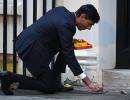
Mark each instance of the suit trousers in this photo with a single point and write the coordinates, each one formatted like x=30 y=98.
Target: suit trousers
x=44 y=78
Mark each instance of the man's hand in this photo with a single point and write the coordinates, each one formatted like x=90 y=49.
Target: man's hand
x=92 y=85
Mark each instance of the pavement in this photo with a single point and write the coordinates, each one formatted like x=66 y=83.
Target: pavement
x=80 y=93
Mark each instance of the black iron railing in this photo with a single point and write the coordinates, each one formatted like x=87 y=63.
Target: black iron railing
x=5 y=21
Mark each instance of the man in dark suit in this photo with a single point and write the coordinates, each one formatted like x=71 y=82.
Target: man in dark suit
x=50 y=35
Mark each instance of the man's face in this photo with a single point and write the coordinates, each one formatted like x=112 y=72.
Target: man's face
x=83 y=23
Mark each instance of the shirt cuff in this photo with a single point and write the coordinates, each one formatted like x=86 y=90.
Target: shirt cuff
x=82 y=76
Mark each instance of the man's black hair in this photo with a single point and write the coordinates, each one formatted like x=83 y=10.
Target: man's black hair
x=90 y=11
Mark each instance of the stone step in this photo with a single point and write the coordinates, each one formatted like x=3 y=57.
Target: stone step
x=116 y=79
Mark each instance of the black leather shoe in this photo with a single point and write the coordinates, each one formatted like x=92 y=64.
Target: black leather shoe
x=6 y=81
x=64 y=88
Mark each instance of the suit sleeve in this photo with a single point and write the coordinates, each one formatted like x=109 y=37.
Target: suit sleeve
x=66 y=36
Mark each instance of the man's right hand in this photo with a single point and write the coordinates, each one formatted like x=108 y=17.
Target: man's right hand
x=92 y=85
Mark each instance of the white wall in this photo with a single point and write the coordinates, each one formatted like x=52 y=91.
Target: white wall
x=107 y=34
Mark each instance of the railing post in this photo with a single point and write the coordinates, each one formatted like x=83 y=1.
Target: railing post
x=14 y=35
x=44 y=7
x=24 y=26
x=5 y=35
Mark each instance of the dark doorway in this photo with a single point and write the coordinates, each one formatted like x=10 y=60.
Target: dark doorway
x=123 y=35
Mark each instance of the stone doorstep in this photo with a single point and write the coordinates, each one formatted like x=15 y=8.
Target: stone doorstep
x=116 y=79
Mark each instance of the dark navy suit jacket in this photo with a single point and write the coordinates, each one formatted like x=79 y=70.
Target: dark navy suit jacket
x=55 y=31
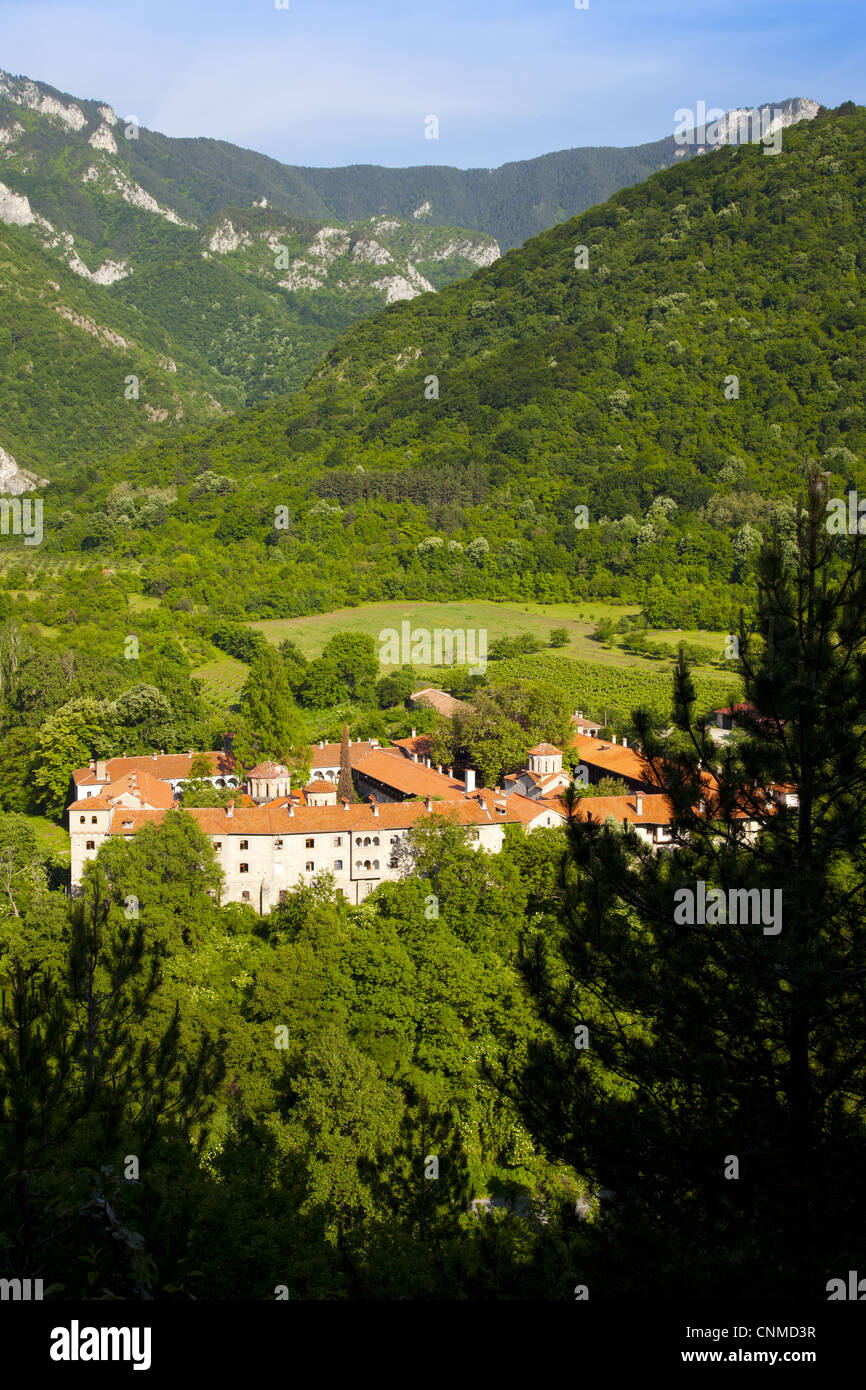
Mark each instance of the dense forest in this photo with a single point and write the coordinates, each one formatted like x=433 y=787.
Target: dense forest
x=502 y=1076
x=199 y=177
x=541 y=431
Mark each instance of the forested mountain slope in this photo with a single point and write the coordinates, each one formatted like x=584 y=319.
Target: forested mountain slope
x=672 y=388
x=103 y=281
x=196 y=178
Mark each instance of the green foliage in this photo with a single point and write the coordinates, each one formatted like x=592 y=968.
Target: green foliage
x=271 y=727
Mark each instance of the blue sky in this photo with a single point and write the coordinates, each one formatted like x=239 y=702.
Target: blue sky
x=338 y=82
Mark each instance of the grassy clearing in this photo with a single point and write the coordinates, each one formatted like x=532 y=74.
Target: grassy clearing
x=312 y=633
x=221 y=680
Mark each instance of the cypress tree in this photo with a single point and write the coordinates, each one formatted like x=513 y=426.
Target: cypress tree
x=344 y=788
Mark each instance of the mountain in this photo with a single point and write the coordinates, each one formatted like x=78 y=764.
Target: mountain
x=207 y=278
x=192 y=180
x=663 y=360
x=127 y=316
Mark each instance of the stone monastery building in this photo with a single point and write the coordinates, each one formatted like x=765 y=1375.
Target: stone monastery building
x=271 y=838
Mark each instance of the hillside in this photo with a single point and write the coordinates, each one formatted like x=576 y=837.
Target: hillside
x=558 y=388
x=106 y=280
x=193 y=180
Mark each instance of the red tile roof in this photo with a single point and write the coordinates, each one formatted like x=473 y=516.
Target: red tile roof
x=419 y=744
x=407 y=777
x=167 y=766
x=656 y=809
x=274 y=819
x=441 y=701
x=612 y=758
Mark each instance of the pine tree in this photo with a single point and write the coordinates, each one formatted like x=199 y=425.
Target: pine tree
x=345 y=788
x=93 y=1072
x=717 y=1093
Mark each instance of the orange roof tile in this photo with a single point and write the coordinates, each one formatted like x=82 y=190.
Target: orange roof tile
x=166 y=766
x=407 y=777
x=275 y=819
x=656 y=809
x=612 y=758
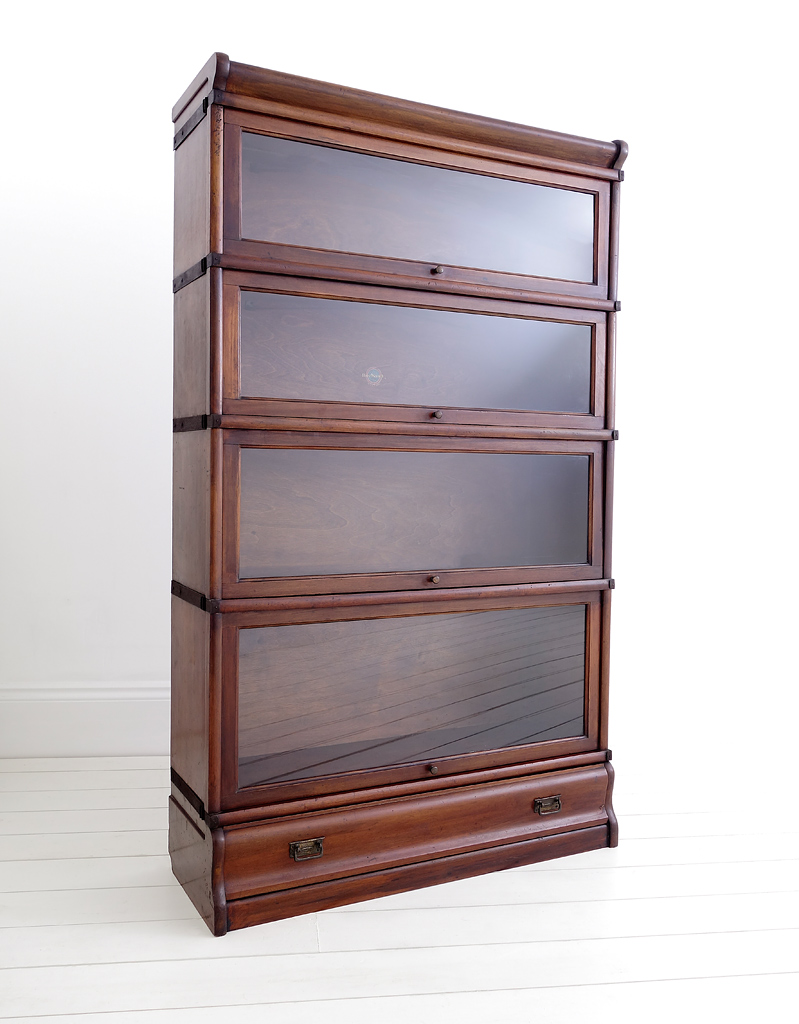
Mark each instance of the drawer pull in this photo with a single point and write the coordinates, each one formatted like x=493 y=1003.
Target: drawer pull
x=307 y=849
x=546 y=805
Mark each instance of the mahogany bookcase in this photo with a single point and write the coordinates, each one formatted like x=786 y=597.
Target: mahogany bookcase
x=393 y=449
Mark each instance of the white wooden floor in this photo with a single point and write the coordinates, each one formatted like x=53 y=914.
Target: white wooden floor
x=695 y=918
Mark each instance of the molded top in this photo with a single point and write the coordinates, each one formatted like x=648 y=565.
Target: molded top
x=278 y=89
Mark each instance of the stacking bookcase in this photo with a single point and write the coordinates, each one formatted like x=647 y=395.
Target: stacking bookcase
x=393 y=445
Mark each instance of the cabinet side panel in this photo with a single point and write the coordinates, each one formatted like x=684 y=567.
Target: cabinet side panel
x=191 y=639
x=192 y=509
x=192 y=348
x=197 y=863
x=193 y=219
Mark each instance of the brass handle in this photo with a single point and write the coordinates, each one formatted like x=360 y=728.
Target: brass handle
x=547 y=805
x=306 y=849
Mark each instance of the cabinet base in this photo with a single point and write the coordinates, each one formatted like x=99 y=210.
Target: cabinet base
x=250 y=873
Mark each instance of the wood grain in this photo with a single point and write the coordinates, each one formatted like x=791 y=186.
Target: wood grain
x=337 y=696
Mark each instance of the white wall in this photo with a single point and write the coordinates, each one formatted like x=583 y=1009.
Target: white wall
x=707 y=355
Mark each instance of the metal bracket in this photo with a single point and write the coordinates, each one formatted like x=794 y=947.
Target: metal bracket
x=547 y=805
x=191 y=124
x=200 y=268
x=183 y=423
x=185 y=790
x=307 y=849
x=195 y=597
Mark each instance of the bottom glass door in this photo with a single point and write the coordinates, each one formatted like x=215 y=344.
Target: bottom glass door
x=322 y=698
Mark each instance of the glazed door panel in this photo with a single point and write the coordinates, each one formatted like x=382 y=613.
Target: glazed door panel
x=322 y=698
x=319 y=197
x=317 y=349
x=311 y=512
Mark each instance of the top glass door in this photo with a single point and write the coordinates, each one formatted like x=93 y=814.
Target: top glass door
x=318 y=197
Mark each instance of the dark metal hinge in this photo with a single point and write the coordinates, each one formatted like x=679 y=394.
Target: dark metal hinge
x=204 y=422
x=185 y=790
x=200 y=268
x=192 y=596
x=191 y=124
x=307 y=849
x=547 y=805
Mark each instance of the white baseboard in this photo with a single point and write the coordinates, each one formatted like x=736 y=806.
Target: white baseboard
x=89 y=720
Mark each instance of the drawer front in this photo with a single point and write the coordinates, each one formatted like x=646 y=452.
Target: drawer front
x=370 y=837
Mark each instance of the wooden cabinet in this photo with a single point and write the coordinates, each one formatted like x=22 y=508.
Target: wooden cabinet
x=393 y=452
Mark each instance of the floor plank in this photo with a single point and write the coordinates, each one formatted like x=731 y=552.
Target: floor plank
x=127 y=778
x=155 y=761
x=302 y=978
x=45 y=846
x=695 y=915
x=557 y=922
x=167 y=902
x=517 y=886
x=734 y=1000
x=117 y=819
x=97 y=872
x=83 y=800
x=152 y=940
x=682 y=850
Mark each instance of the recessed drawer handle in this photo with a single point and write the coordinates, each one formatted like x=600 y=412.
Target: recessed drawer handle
x=306 y=849
x=546 y=805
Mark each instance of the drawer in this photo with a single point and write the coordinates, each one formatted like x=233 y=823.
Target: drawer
x=365 y=838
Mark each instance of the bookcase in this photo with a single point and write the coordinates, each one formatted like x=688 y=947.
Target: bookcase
x=393 y=450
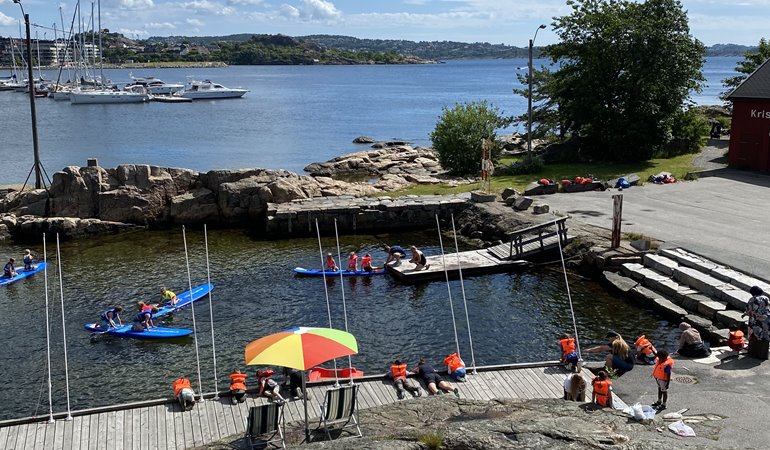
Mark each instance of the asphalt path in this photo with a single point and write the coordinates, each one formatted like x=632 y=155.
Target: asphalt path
x=725 y=217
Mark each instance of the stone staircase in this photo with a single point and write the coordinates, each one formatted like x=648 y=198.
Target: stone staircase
x=687 y=287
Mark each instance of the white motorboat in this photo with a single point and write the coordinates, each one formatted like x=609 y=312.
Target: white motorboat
x=207 y=89
x=156 y=86
x=134 y=95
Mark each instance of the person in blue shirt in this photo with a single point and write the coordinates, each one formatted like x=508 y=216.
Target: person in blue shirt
x=110 y=316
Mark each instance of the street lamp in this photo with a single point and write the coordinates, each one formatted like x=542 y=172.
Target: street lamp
x=529 y=96
x=31 y=86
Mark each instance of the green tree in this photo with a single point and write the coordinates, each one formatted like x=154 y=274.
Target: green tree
x=625 y=71
x=459 y=133
x=751 y=61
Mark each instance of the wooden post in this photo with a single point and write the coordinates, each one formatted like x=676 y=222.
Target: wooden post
x=617 y=215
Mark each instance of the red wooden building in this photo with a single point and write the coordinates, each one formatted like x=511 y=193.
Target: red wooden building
x=750 y=129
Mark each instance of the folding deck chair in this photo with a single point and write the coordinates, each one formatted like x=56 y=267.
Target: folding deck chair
x=264 y=419
x=339 y=408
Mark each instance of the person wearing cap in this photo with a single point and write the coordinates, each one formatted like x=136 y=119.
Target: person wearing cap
x=690 y=342
x=619 y=359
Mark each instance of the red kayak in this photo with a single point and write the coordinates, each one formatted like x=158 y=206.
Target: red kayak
x=319 y=373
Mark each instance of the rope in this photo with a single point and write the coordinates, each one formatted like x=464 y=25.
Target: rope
x=465 y=302
x=192 y=306
x=326 y=292
x=571 y=308
x=47 y=337
x=449 y=291
x=63 y=328
x=342 y=285
x=211 y=311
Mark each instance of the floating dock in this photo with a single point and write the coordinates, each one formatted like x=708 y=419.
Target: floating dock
x=161 y=424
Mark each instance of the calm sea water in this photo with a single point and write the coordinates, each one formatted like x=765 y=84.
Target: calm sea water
x=292 y=116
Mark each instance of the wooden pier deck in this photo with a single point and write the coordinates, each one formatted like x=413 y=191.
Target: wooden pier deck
x=506 y=257
x=160 y=424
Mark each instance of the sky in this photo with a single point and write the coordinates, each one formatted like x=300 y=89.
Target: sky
x=510 y=22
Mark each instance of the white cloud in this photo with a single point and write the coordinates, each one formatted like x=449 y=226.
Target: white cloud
x=312 y=11
x=136 y=4
x=5 y=20
x=161 y=26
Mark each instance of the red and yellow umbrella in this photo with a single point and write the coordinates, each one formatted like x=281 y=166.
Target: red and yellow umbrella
x=301 y=348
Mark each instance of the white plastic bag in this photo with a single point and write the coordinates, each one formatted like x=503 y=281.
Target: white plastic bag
x=681 y=429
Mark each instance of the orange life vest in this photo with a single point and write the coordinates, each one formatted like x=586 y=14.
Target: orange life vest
x=454 y=362
x=398 y=371
x=735 y=340
x=602 y=391
x=660 y=368
x=239 y=381
x=567 y=346
x=179 y=384
x=645 y=346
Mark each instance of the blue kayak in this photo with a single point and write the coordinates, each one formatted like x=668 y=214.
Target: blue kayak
x=21 y=273
x=152 y=333
x=184 y=300
x=301 y=271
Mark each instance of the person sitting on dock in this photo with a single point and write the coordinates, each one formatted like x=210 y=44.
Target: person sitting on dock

- [Task to complete]: Return word for word the lines of the listing above, starting at the line with "Target: orange roof tile" and ending at the line with "Mark each instance of the wood grain", both included. Pictures do not belong in the copy.

- [Task answer]:
Target: orange roof tile
x=166 y=766
x=407 y=777
x=275 y=819
x=656 y=809
x=612 y=758
Mark each instance of the drawer pull in this photo with a single point and write the coordinates, each one formatted like x=493 y=1003.
Target: drawer pull
x=307 y=849
x=546 y=805
Mark each instance of the mahogany bookcase in this photo with a single point and write the coordinates, each one formatted like x=786 y=597.
Target: mahogany bookcase
x=393 y=449
Mark each instance of the white wooden floor in this photo with a single point and write the coordinates, each one formatted like x=53 y=914.
Target: white wooden floor
x=695 y=918
Mark each instance of the molded top in this photo with a single point and write the coordinates, each one formatted like x=648 y=565.
Target: molded top
x=278 y=89
Mark each instance of the stacking bookcase in this photo with a single point and write the coordinates, each one formatted like x=647 y=395.
Target: stacking bookcase
x=393 y=445
Mark each instance of the cabinet side panel in this photo with a single point and write the coordinates, each one formatted like x=684 y=567.
Target: cabinet side panel
x=191 y=639
x=192 y=509
x=192 y=348
x=197 y=863
x=193 y=219
Mark each instance of the brass handle in this photo with a single point and write the coordinates, each one formatted like x=360 y=728.
Target: brass handle
x=547 y=805
x=306 y=849
Mark each instance of the cabinet base in this photo with a single point and write the coordinates, each one formatted like x=99 y=210.
Target: cabinet base
x=250 y=873
Mark each instance of the wood grain in this photo with a single point and write the coordinates, each one formatted like x=791 y=186.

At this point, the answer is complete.